[Start of SUPPLIED INFORMATION]

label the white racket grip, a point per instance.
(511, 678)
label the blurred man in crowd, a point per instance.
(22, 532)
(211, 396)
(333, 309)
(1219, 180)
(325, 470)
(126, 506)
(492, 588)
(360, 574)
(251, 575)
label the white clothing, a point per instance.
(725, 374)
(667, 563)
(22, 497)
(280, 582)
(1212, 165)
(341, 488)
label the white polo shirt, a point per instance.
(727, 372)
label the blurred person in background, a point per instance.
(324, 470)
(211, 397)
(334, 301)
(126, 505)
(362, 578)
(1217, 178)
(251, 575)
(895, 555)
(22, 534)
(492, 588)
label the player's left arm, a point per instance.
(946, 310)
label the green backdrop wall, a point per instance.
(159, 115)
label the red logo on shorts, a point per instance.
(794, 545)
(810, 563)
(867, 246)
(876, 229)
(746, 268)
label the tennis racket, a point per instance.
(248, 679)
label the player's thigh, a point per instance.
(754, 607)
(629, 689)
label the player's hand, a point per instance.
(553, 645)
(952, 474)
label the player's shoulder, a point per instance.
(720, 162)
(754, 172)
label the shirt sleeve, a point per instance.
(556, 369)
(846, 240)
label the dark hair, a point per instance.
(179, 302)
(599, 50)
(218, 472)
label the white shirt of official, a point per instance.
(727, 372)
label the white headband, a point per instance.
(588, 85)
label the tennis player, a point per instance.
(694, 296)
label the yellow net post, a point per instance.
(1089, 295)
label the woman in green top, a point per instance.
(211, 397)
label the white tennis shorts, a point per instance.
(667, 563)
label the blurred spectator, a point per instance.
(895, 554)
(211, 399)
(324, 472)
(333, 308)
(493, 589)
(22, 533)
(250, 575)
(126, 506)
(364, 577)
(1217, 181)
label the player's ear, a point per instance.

[End of SUPPLIED INFORMATION]
[Start of SUPPLIED INFORMATION]

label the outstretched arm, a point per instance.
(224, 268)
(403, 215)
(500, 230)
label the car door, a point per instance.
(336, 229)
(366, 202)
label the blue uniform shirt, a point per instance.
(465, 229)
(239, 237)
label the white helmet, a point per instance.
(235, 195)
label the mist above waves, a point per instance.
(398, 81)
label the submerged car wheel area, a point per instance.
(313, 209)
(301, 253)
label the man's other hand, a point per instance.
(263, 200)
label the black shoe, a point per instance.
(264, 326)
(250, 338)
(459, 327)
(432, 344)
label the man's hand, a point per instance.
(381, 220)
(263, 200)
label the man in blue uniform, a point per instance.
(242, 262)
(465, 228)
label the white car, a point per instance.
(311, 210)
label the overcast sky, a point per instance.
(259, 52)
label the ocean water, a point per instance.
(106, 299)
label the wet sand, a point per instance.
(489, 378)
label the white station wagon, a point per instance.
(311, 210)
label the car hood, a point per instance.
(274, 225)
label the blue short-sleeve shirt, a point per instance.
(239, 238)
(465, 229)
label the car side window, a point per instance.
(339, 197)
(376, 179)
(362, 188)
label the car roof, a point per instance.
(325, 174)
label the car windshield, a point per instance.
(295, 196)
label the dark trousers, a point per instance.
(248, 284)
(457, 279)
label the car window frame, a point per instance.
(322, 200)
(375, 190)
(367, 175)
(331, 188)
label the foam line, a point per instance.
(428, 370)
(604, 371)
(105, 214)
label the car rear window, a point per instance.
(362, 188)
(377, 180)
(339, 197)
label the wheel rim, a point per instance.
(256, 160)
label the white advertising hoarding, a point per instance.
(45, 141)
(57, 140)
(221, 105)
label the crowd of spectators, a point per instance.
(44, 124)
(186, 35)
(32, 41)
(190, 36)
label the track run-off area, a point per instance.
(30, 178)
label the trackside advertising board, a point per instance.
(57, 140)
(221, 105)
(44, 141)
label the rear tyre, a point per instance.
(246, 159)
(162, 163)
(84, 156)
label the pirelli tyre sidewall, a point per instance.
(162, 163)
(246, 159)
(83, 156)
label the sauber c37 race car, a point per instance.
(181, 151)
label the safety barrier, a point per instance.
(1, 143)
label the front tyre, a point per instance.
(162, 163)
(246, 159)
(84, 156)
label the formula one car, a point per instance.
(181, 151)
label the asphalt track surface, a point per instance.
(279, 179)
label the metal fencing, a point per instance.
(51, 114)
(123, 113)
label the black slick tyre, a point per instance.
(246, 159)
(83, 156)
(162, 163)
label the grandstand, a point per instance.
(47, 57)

[End of SUPPLIED INFORMATION]

■ **EXERCISE AIM**
Locate every line in the listing that contains the word "hand" and copy each one. Case counts.

■ **EXERCISE ANSWER**
label the player's hand, a point per instance.
label the man's other hand, a point per instance.
label the man's hand, a point per instance.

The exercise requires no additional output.